Study text:

"""

Toronto at Seattle, July 7-10

Thursday, July 07 2022 @ 04:00 PM EDT

Contributed by: Magpie

You've got to pay your dues
if you want to sing the blues
and you know it don't come easy

Happy 82nd, Sir Richard Starkey.

The Blue Jays have historically had the best of it over their expansion cousins. It's true that the Jays have never won 100 games in a season, while Seattle won a stunning 116 games back in 2001.But the Mariners have never won an AL pennant, losing three times in the ALCS. The Blue Jays have lost five times in the ALCS, which is always painful but sure beats watching it on television. And they did win it twice. And went on to win the World Series twice. Bragging rights, this side of the border. The Jays also lead the all-time series, and they have split the games played in Seattle, where enough Canadians have regularly crossed the border to make games in Seattle feel like home games without the final at bat.

But the Mariners won both of the last two season series, in 2019 and 2021, taking two of three games at home and two of three on the road each time. And the Blue Jays have not played very well in T-Mobile Park since it opened, under the name of Safeco Field, in July 1999. The Jays have gone 31-45 against the Mariners in their second home. We miss the Kingdome, even if no one else does.

The two teams met up earlier this season for three games at the RC, with the Jays winning the first two and losing the finale. Yusei Kikuchi provided his best start as a Jay to win the opener with 6 innings of one-hit shutout; Bo Bichette had three hits, one of them a homer, to lead the offense. Jose Berrios followed that performance with 7 innings of 6 hit shutout, with George Springer's bases loaded triple accounting for all the day's scoring. The Mariners salvaged the finale in what was a tight pitching duel between Marco Gonzales and Kevin Gausman, broken open by Ty France's seventh inning homer off Trevor Richards.

"""

(Saved data entries)
"""

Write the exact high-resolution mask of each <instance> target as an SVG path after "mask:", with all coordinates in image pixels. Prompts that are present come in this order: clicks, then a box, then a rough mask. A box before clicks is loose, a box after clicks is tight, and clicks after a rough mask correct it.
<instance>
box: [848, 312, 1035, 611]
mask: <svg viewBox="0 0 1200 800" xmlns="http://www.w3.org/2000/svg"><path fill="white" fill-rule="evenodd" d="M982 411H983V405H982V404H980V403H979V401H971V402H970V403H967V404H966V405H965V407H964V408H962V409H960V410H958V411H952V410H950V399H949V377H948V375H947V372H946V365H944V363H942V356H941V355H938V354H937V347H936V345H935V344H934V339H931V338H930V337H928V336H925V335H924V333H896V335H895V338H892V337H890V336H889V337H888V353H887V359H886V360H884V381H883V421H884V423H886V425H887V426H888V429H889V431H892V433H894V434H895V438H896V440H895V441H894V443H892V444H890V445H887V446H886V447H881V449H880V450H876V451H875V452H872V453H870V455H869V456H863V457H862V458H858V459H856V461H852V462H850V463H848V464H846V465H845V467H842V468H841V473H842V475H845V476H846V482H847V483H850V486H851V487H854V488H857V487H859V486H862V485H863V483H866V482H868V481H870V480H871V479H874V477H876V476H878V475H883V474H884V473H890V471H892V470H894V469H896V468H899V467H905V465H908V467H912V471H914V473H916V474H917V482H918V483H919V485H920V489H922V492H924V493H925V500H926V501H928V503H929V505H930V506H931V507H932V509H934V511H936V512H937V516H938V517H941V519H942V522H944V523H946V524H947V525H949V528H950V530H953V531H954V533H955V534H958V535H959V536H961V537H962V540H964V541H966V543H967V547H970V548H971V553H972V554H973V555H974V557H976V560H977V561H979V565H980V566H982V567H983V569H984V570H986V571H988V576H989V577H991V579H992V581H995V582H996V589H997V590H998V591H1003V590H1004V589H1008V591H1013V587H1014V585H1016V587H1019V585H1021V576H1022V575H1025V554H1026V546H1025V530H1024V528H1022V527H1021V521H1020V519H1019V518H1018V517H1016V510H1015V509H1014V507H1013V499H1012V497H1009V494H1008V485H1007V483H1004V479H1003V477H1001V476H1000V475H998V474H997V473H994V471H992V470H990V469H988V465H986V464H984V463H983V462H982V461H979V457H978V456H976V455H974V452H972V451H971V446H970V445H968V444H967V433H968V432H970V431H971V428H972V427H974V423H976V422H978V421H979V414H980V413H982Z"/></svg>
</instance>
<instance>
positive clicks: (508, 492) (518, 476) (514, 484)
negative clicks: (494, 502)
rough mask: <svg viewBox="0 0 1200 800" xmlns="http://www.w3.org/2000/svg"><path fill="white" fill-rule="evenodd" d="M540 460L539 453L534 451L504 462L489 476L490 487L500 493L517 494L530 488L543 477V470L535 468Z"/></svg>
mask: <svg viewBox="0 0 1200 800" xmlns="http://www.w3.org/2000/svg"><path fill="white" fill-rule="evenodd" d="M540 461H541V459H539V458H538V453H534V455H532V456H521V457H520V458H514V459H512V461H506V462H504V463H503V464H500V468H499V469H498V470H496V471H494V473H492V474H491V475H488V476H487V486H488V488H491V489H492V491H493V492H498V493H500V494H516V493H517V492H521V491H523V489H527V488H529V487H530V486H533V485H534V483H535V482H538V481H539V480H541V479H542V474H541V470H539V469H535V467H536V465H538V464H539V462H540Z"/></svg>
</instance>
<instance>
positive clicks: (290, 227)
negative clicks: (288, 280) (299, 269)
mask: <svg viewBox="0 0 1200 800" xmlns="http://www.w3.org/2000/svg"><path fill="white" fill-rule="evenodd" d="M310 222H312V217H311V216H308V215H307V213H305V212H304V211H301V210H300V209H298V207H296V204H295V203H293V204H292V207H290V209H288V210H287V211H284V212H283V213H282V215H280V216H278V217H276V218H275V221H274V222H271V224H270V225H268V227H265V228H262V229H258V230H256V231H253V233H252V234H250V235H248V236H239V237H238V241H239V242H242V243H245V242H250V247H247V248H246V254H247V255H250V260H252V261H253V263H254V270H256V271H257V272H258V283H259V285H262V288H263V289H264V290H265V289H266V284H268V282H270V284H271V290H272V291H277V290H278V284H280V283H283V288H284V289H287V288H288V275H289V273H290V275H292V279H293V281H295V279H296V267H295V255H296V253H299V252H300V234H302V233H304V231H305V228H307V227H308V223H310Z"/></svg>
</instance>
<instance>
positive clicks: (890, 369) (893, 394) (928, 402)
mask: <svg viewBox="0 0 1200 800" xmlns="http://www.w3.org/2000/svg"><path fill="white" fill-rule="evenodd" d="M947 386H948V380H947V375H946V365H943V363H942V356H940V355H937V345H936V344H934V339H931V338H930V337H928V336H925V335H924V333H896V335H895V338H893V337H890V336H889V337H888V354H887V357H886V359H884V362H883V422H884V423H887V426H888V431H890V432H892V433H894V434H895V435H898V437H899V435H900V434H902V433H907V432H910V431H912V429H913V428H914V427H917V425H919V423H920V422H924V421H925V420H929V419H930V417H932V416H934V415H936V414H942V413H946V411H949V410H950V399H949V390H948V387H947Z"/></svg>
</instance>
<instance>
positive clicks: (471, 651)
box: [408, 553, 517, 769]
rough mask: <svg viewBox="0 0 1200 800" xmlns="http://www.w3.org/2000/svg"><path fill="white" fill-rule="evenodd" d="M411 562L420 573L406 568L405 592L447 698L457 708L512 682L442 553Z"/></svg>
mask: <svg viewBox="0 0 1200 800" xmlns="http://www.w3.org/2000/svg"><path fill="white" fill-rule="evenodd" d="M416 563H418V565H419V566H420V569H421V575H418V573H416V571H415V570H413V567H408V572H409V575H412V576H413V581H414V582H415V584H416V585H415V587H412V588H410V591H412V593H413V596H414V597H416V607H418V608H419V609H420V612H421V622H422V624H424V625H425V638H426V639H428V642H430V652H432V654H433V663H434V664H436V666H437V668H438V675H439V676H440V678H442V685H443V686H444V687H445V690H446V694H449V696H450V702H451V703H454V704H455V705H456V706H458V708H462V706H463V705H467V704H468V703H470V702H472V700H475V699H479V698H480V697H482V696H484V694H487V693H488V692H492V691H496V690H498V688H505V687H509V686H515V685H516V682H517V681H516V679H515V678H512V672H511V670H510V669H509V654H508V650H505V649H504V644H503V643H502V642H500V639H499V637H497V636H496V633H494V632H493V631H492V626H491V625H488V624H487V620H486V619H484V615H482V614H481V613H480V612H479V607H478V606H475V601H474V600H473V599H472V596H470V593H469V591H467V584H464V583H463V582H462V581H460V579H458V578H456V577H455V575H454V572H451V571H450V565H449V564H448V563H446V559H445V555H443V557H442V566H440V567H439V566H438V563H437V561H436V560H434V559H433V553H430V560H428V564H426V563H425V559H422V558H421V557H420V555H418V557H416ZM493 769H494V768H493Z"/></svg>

"""

To-do item A: According to the Blue Jays–Mariners preview, how many games did Seattle win in the 2001 season?
To-do item B: Reproduce the Blue Jays–Mariners preview word for word from "Happy 82nd, Sir" to "final at bat.".

Written solution A: 116 games.

Written solution B:
Happy 82nd, Sir Richard Starkey.

The Blue Jays have historically had the best of it over their expansion cousins. It's true that the Jays have never won 100 games in a season, while Seattle won a stunning 116 games back in 2001.But the Mariners have never won an AL pennant, losing three times in the ALCS. The Blue Jays have lost five times in the ALCS, which is always painful but sure beats watching it on television. And they did win it twice. And went on to win the World Series twice. Bragging rights, this side of the border. The Jays also lead the all-time series, and they have split the games played in Seattle, where enough Canadians have regularly crossed the border to make games in Seattle feel like home games without the final at bat.